**Records**
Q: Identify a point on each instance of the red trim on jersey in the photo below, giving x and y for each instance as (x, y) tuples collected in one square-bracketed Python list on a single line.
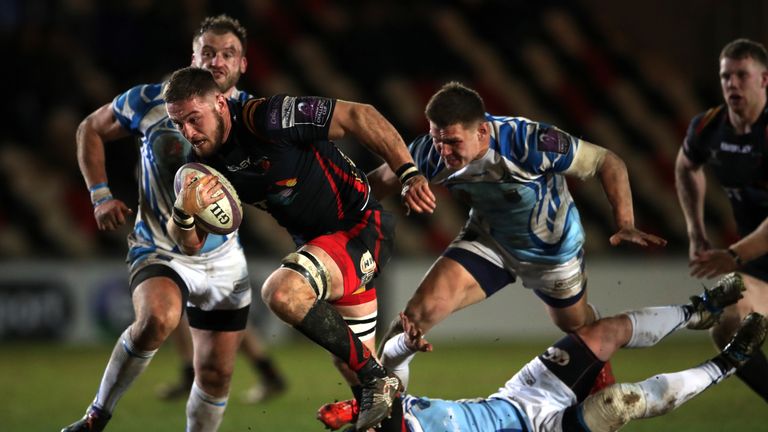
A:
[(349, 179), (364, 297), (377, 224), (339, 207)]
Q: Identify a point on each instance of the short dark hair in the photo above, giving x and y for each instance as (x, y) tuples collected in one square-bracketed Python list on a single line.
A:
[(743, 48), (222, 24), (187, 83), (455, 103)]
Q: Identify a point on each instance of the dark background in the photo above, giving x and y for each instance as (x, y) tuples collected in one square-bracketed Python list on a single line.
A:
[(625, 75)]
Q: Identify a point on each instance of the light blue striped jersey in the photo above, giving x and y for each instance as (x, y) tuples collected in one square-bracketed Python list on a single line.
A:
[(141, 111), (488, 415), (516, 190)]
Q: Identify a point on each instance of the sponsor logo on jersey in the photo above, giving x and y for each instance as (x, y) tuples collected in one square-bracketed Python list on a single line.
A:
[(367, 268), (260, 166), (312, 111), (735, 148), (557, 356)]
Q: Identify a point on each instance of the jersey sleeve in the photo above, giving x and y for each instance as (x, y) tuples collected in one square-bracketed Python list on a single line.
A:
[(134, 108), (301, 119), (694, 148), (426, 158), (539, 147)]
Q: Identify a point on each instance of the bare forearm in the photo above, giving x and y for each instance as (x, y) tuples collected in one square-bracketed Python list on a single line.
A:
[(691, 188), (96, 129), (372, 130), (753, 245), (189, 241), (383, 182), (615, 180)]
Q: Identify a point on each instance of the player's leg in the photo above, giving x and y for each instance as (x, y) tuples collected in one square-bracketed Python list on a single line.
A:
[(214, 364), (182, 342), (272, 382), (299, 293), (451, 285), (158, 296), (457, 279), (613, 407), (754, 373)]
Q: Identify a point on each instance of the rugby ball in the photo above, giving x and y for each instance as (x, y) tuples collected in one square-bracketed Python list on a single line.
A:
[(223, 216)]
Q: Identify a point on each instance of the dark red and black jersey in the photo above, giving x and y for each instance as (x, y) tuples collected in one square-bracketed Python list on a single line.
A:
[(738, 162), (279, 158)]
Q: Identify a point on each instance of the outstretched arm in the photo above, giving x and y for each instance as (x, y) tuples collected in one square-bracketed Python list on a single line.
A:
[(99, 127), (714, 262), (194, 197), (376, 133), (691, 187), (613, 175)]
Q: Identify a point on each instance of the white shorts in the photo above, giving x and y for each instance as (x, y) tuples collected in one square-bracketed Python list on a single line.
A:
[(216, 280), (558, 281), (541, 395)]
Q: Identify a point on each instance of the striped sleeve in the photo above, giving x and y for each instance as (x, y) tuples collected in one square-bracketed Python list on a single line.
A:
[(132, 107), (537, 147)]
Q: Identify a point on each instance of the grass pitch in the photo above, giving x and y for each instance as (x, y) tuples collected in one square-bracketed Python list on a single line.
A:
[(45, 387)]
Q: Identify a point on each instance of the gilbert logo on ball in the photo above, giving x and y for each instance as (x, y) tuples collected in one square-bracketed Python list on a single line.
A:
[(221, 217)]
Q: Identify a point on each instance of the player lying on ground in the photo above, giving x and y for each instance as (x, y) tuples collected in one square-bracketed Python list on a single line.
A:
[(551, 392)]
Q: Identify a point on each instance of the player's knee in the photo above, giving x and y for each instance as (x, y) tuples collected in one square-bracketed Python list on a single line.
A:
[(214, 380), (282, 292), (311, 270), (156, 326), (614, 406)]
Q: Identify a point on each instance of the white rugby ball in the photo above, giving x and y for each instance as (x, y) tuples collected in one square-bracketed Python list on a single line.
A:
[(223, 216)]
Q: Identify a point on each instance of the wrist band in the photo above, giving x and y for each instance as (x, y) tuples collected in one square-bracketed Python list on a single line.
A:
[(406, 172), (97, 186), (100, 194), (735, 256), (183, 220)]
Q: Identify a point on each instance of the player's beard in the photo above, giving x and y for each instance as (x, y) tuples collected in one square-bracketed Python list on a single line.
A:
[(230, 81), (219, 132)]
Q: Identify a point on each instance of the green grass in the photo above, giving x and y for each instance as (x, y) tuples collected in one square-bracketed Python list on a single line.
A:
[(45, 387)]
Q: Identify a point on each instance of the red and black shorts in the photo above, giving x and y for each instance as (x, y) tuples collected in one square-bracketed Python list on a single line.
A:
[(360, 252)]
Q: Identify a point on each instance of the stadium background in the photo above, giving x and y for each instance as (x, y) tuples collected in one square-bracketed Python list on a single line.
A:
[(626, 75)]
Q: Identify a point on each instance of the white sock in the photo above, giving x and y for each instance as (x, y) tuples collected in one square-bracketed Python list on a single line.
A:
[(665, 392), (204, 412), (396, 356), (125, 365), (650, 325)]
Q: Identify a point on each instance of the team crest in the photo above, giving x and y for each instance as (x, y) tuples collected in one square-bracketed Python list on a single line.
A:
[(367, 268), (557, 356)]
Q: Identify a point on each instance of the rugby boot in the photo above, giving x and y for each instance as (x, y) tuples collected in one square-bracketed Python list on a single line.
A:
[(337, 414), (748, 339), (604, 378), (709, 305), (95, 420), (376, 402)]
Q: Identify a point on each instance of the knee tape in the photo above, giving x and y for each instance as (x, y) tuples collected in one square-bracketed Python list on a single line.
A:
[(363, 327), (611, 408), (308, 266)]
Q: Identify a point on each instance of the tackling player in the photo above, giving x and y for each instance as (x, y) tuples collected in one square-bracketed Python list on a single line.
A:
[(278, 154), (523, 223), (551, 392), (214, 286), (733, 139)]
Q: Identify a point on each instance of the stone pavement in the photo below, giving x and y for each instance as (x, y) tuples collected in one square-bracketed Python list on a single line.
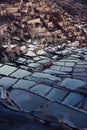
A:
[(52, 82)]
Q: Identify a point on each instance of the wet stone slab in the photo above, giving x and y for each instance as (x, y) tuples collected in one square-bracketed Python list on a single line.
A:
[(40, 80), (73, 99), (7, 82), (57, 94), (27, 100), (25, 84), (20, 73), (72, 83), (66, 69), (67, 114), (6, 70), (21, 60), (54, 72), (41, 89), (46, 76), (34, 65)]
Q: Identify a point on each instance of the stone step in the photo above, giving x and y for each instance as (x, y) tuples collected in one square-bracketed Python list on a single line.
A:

**Goal**
Scale the part of the records that opens with the first line and closes with the line containing "407), (754, 373)]", both ends included, by rewriting each of those lines (requests too) with every coordinate in the answers multiplied by 2.45 and rounded to a whole number, halves rounded up. Omit the pictures from your output.

**Complete output**
Q: Identify a point on each instance of the red trim on jersey in the photo below, giving x and y for each instance as (x, y) tuples collected in one square-bracketed Python list on a single line.
A:
[(855, 439), (892, 728), (924, 549), (831, 507)]
Q: Identify a point on each instance of the short dark hair in the photo above, giving x and y for each instance as (x, y) tuples collected in one square-bracketed Python list on a single line.
A:
[(1820, 118), (544, 59), (458, 203), (1115, 252)]
Q: Identify a point on each instance of the dark background in the photo above, giving x and y for each instance as (x, y) tuples collected in one square-bracketed Python list on a single line.
A:
[(1531, 184)]
Q: Identify a point on each instance of the light blue striped jersey in the photo above, giving x and y for each instance as (x, y) tuples collected in one square-bracketed Python list on a single line.
A:
[(345, 272), (1196, 1017), (1264, 466)]
Q: Identify a point on each instance of the sponsor logo on jersey in the photo above, giving x and y for each instance as (x, y) tuples collected in one square-bracketed Python list on a single line.
A:
[(899, 657), (637, 407), (764, 272), (1801, 363), (1365, 872)]
Q: Identify a point on each instance of the jersey sleeve in the photo above, giving x and y for each instance as (x, y) tuples collected in one square-bracketed Python list on a single line.
A:
[(328, 265), (737, 292), (1700, 363), (1044, 387), (1321, 360)]
Q: Identify a point on each instance of the bare forearm in the photo above, giving x and y for each instance as (x, y) tuples collected in one square-bracketed Python list on a single line.
A:
[(1693, 461), (235, 316), (911, 319), (1845, 600), (463, 590), (938, 446), (1507, 441)]
Q: Identify a point on each instance of the player's leg in the photo above, giving x and y for each instance as (x, y) tuples collected in one square-bracketed Python list on a single line.
A:
[(524, 892), (446, 838), (666, 936), (733, 718), (1105, 698), (387, 725), (1120, 684), (1502, 997), (1847, 914)]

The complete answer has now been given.